To Be A Fool…

October 15, 2008

Poverty has a personal face: Blog Action Day Post

Across the ocean, in a village in Ethiopia I have a brother.  No, he isn’t a brother by blood.  He is a brother in Christ, and in the fact we share a daughter.  My 9 year old daughter.  She came to live with us 2 years ago, when she was 7 years old.  My husband and I met her first on a photo-listing of children who were available for adoption from one of the poorest countries in the world.  Ethiopia.  Her mother had passed away when she was 4 or 5, and her father was disabled and raising her alone.  In the picture we received, she had just been handed a new dress by some Americans visiting a local orphanage.

Struggling to find enough food and clothing for his daughter, this father made a great personal sacrifice.  He placed his daughter up for adoption.  His hope was that an American family would adopt her, and she would never be hungry again.  I don’t understand that kind of desperation…. but it is all too commonplace in many parts of the world for people to be starving and watching their children waste away for lack of food, water, and medical care.

For us, the poverty angle is personal.  Our daughter worries about her father left behind.  She worries that he won’t have anyone to take care of him.  That he won’t get enough food, or clothing.  That she will never see him again on this earth because he may die of any number of ailments without readily available medical care.

Our little girl came to us able to cook over an open fire, use a bathroom that was only a hole in the ground, and cut up vegetables in small pieces with a sharp knife.  She also knew how to make injera (Ethiopian type of bread), and remembers making it with her mother.  She remembers her mother dying.  She remembers giving her pennies to beggars so that they could buy food instead of buying candy when she had a few extra coins.  She has memories that buckle my knees in sorrow for what this little one has seen already in life.

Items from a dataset

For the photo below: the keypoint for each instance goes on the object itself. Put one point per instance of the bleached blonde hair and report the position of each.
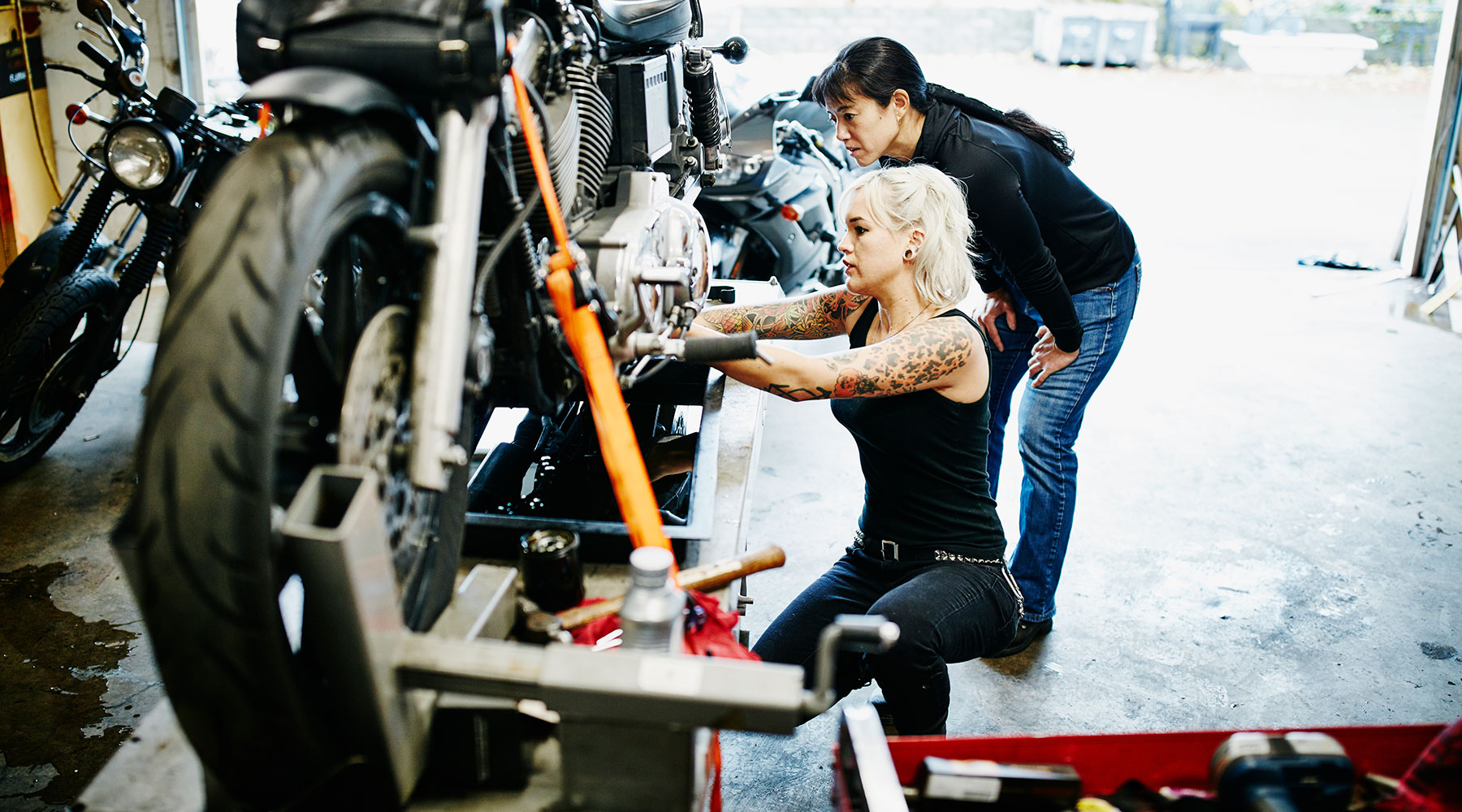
(923, 197)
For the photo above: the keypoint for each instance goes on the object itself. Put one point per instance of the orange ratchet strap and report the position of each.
(581, 326)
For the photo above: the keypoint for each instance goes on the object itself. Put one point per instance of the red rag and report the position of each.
(716, 638)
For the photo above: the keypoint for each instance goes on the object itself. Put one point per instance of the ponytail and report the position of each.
(1018, 120)
(877, 66)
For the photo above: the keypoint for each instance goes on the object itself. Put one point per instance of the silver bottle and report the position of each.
(652, 616)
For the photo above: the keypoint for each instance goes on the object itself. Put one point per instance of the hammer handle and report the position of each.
(703, 579)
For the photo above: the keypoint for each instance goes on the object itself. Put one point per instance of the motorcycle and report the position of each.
(65, 296)
(774, 210)
(460, 201)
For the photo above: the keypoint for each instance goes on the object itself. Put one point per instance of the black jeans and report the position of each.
(948, 612)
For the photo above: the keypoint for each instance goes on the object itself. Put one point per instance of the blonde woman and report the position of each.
(913, 391)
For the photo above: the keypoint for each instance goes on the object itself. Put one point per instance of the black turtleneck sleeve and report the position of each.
(1037, 225)
(1008, 230)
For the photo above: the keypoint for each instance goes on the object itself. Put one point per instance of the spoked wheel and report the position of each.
(40, 361)
(284, 316)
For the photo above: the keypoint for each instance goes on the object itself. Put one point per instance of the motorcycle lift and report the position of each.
(634, 729)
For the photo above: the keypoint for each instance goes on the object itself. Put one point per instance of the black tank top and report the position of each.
(923, 462)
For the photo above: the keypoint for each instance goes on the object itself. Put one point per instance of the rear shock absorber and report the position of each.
(705, 104)
(161, 230)
(88, 225)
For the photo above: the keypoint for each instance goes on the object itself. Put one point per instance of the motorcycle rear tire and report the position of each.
(206, 558)
(43, 333)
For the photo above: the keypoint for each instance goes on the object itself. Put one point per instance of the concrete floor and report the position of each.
(1271, 478)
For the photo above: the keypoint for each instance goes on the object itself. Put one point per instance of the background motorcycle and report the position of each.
(65, 297)
(361, 288)
(774, 210)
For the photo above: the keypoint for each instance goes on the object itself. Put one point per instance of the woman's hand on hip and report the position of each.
(996, 304)
(1047, 358)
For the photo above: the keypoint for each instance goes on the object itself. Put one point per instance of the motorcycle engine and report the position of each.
(651, 254)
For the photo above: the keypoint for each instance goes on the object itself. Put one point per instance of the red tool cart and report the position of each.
(873, 770)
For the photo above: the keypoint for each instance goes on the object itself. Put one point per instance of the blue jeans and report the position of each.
(948, 612)
(1050, 420)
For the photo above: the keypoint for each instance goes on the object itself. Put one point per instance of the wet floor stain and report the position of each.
(53, 667)
(1438, 650)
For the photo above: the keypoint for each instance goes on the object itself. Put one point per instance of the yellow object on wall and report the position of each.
(27, 159)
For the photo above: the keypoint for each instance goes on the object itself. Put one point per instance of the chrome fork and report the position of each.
(439, 369)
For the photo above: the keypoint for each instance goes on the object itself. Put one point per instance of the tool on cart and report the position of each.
(703, 579)
(1297, 771)
(654, 612)
(968, 784)
(553, 574)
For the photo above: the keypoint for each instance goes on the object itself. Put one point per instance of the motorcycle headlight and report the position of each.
(142, 155)
(740, 168)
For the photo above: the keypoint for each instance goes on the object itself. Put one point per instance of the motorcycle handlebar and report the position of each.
(731, 347)
(93, 53)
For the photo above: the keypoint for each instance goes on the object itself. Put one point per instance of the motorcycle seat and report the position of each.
(642, 22)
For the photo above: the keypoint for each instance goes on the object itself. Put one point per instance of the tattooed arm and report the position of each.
(815, 316)
(942, 354)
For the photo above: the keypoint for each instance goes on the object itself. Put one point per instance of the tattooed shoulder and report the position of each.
(921, 358)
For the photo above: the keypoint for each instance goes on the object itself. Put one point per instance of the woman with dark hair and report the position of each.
(1059, 268)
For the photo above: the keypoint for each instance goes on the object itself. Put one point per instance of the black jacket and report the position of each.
(1037, 225)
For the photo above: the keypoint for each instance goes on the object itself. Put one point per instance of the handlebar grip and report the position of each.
(721, 348)
(89, 51)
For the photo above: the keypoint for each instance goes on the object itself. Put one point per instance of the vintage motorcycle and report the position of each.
(65, 297)
(774, 210)
(363, 287)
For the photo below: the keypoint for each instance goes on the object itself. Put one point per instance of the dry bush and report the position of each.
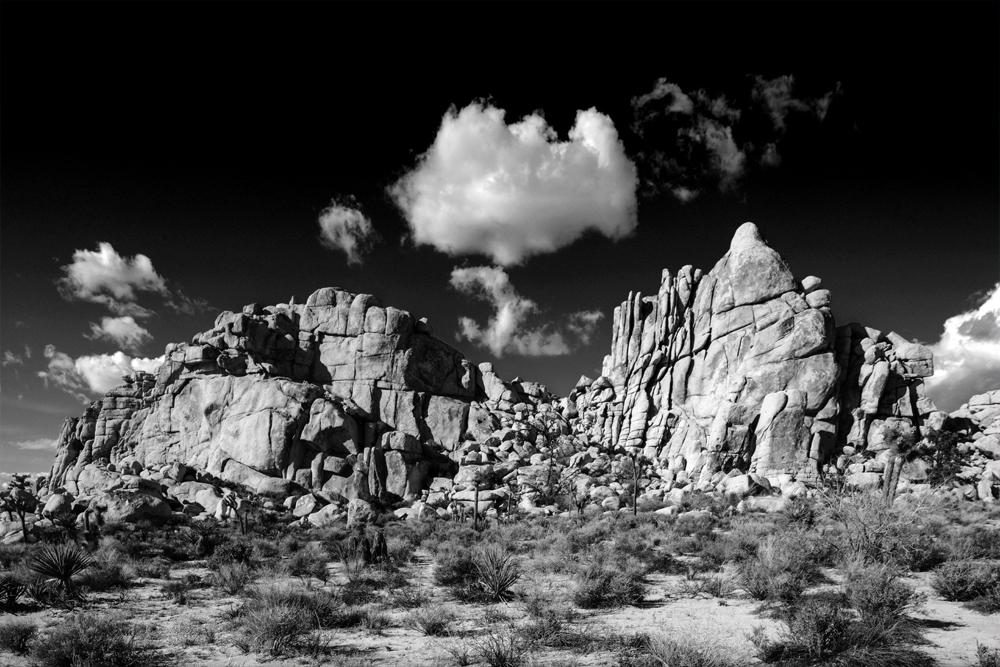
(16, 635)
(975, 582)
(610, 582)
(233, 577)
(434, 622)
(97, 640)
(780, 571)
(500, 647)
(690, 653)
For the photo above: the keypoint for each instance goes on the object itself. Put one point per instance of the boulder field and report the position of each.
(736, 381)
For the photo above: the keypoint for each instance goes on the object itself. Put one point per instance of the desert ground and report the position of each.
(837, 579)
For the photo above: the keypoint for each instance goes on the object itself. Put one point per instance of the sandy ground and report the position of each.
(671, 608)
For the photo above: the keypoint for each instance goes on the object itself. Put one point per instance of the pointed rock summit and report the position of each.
(344, 406)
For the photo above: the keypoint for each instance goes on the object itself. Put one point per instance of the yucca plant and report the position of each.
(60, 563)
(498, 572)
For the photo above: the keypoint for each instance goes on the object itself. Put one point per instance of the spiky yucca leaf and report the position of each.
(498, 572)
(61, 563)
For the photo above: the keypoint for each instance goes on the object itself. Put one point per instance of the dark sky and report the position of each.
(209, 138)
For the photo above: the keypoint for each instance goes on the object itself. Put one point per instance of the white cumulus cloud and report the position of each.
(115, 281)
(513, 191)
(11, 358)
(124, 331)
(967, 357)
(93, 374)
(506, 330)
(344, 227)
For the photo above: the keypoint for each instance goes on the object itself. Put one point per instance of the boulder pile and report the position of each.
(736, 381)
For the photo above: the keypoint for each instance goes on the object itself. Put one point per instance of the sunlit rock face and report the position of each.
(287, 397)
(743, 368)
(735, 373)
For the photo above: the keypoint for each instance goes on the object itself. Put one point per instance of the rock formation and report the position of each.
(743, 369)
(736, 380)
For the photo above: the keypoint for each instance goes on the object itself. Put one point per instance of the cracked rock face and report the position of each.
(738, 370)
(743, 368)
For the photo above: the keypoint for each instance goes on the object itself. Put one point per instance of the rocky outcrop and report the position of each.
(290, 398)
(743, 369)
(737, 380)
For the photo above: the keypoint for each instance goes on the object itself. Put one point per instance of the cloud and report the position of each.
(677, 101)
(967, 356)
(776, 96)
(121, 330)
(39, 443)
(346, 228)
(105, 277)
(514, 191)
(505, 331)
(695, 141)
(11, 358)
(92, 374)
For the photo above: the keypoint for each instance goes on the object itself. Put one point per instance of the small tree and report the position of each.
(16, 498)
(941, 447)
(902, 447)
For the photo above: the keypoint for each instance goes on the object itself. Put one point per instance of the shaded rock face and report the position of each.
(343, 401)
(743, 368)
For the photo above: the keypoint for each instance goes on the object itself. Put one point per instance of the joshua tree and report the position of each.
(902, 447)
(17, 499)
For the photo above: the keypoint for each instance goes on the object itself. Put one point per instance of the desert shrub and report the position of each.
(236, 551)
(232, 577)
(274, 629)
(279, 619)
(975, 542)
(96, 640)
(309, 562)
(152, 568)
(178, 590)
(410, 598)
(695, 523)
(688, 653)
(780, 571)
(195, 633)
(16, 635)
(498, 572)
(610, 583)
(874, 532)
(455, 568)
(500, 648)
(986, 656)
(882, 599)
(60, 563)
(823, 631)
(966, 580)
(433, 621)
(945, 459)
(375, 621)
(11, 588)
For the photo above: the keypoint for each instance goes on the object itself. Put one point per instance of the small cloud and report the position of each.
(514, 191)
(92, 374)
(11, 358)
(770, 156)
(123, 331)
(345, 228)
(505, 331)
(676, 100)
(112, 280)
(967, 356)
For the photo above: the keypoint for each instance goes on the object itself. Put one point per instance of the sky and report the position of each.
(509, 171)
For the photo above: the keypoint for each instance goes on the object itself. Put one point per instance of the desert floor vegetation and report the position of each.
(832, 580)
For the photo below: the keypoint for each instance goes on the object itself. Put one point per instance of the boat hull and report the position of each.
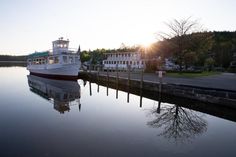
(67, 72)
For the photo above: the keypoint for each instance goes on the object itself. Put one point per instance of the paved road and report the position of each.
(226, 81)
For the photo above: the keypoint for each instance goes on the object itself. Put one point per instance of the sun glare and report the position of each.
(146, 41)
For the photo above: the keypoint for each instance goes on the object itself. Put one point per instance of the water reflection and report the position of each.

_EXPLORE THE MATERIAL_
1. Transcribe the stretch of the blog post on poverty from "October 15, 2008" through "a local orphanage.".
2. Translate this sentence from the blog post on poverty into Spanish: "Our daughter worries about her father left behind."
3. Resume the blog post on poverty after its final sentence, keeping the same voice.
The data has no connection to the blog post on poverty.

_RESPONSES TO THE TASKS_
1.
October 15, 2008

Poverty has a personal face: Blog Action Day Post

Across the ocean, in a village in Ethiopia I have a brother.  No, he isn’t a brother by blood.  He is a brother in Christ, and in the fact we share a daughter.  My 9 year old daughter.  She came to live with us 2 years ago, when she was 7 years old.  My husband and I met her first on a photo-listing of children who were available for adoption from one of the poorest countries in the world.  Ethiopia.  Her mother had passed away when she was 4 or 5, and her father was disabled and raising her alone.  In the picture we received, she had just been handed a new dress by some Americans visiting a local orphanage.

2. Nuestra hija se preocupa por su padre, que se quedó atrás.

3.
Amazingly enough, our daughter has a spirit that just won’t give up. She is full of life, and full of love.

We are forever connected to her father left behind.   Poverty has a personal face for us, never letting us forget.  But before coming face to face with the extreme poverty I saw in Ethiopia… we had no concept of how much human beings suffer every moment of every day.

If I could, I would have everyone visit a country where poverty and need is more than just being hungry.  It is raw sewage running down the streets.  It is naked children playing beside busy roadways and begging from cars.  It is mothers and fathers dying of AIDS while their children rummage through dumpsters in search of food or things to sell.  It is a mother watching her child starve to death because there is no work… there is no food.  It is children dying of AIDS with nobody left to care for them, or love them.  It is children working hours of back breaking labor just to bring some bread home to their cardboard box for their little sister or brother.

There are many charities passing out food, clothing, and medicine, but there isn’t enough.  Please help today.